_GIVEN EXERCISE_. Set down, without alteration, the lines from the one that contains "For the benchmark, mark every instance of the blue" through the final line of the material below.

_DATA FOR THIS EXERCISE_.
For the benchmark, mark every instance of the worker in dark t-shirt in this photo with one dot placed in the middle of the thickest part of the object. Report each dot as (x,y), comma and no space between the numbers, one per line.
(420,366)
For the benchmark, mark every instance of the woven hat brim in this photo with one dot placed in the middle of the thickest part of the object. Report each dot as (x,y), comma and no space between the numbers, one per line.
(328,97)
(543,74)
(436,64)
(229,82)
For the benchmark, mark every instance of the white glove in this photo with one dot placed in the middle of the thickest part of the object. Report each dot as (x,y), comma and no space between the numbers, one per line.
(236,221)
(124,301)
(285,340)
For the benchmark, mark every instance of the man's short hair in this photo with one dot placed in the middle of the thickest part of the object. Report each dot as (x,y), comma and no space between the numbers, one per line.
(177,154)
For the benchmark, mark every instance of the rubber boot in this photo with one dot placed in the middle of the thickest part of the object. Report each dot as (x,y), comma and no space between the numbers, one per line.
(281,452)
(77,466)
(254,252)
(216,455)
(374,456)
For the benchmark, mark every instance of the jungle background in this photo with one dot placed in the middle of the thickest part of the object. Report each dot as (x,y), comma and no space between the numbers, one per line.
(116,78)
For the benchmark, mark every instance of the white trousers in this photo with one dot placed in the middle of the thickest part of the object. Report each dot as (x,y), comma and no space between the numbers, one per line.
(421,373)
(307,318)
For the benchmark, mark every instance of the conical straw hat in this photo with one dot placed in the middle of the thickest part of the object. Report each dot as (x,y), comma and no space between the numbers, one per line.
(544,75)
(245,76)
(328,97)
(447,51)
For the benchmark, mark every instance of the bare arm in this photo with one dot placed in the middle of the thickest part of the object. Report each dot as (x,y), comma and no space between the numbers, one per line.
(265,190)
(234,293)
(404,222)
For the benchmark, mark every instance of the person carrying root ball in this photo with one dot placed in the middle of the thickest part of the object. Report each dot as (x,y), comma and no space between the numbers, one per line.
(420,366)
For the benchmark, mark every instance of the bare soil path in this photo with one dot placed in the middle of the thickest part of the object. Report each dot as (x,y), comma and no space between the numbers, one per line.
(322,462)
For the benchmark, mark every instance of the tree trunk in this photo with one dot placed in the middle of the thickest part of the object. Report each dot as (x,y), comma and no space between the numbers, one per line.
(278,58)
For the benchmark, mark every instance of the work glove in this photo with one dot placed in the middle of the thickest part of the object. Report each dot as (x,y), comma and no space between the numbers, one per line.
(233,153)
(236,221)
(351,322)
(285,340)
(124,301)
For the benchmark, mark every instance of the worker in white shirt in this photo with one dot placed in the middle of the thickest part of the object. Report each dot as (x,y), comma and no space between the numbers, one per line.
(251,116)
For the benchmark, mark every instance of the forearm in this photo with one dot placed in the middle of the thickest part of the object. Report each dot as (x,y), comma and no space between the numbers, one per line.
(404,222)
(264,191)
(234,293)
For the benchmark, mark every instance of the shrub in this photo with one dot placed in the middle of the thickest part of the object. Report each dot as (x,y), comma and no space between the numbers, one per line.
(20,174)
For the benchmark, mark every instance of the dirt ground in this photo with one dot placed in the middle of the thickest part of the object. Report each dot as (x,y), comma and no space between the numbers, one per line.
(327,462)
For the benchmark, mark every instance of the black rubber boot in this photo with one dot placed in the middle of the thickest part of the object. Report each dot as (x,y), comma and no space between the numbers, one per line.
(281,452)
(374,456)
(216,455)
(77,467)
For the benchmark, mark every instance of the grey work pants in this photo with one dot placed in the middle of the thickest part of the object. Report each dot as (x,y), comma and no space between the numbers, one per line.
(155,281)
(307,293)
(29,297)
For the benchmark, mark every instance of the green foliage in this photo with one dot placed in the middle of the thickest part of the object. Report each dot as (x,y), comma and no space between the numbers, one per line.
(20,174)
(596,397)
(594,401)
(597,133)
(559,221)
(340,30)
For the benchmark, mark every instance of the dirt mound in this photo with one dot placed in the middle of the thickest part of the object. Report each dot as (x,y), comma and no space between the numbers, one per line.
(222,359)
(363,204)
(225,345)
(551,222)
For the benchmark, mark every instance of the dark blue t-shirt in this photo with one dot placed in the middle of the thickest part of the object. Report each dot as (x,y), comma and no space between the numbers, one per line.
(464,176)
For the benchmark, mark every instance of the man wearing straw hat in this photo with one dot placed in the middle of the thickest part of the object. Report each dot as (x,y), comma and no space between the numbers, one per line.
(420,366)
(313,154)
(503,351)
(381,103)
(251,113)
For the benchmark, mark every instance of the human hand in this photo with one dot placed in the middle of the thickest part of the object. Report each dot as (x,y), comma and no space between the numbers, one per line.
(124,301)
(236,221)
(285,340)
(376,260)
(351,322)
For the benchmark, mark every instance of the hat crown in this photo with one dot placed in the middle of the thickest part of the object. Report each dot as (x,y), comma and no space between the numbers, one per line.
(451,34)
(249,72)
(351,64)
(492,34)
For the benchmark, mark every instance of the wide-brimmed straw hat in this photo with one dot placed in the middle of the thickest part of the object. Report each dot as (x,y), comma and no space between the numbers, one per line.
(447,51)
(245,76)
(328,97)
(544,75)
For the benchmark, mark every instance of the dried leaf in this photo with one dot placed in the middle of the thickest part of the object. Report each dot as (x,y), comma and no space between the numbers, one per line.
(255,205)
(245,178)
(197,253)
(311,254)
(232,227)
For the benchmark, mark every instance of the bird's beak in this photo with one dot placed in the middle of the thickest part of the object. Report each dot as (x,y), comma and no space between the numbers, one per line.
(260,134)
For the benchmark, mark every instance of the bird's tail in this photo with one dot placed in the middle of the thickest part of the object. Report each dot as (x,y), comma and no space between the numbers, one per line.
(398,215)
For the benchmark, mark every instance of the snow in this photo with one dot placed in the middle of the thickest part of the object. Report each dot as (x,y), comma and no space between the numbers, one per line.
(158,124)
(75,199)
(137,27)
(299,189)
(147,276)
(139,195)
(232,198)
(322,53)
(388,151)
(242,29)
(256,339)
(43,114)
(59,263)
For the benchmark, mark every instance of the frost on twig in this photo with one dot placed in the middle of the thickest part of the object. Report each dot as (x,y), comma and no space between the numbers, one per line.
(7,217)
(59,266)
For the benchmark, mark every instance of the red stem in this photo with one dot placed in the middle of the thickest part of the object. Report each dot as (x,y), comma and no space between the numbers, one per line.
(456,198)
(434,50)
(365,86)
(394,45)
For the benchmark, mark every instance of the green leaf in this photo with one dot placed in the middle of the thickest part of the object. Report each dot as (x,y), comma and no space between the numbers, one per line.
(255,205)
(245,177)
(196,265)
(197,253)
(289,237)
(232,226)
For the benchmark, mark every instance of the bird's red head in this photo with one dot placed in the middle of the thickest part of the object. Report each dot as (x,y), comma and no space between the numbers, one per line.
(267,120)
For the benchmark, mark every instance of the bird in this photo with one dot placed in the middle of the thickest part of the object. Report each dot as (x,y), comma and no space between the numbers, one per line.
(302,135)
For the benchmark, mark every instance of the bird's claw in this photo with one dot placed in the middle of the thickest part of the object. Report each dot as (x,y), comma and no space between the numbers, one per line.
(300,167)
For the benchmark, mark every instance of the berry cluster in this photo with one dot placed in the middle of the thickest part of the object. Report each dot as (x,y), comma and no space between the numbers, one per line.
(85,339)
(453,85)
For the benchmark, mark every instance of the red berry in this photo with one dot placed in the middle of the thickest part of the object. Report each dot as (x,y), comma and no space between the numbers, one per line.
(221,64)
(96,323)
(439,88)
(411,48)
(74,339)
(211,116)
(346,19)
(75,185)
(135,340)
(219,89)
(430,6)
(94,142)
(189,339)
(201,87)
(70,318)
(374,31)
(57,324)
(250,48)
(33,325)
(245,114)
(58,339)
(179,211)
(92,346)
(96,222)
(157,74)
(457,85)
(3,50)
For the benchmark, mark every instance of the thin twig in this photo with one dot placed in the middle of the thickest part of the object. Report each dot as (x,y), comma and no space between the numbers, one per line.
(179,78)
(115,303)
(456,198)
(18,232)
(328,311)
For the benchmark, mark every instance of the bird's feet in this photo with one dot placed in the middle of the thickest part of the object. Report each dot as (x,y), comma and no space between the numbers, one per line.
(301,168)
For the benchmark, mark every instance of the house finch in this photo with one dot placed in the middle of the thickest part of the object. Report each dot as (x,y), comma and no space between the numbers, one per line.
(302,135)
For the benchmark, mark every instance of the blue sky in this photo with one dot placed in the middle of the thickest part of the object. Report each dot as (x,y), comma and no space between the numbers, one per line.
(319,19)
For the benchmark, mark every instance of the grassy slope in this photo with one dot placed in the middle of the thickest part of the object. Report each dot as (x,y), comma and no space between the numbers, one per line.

_WORKED SOLUTION_.
For the benchmark, mark every instance of the blue sky in this photo with one dot placed in the middle of the thickest part of the object. Report each dot as (x,y), comma and no space between the numbers, one per line.
(319,19)
For the benchmark, mark every instance of the grassy slope in this photo with one dot placed in the middle of the thickest part of the object. Report each dot as (x,y), comma and no space between the numbers, one per line.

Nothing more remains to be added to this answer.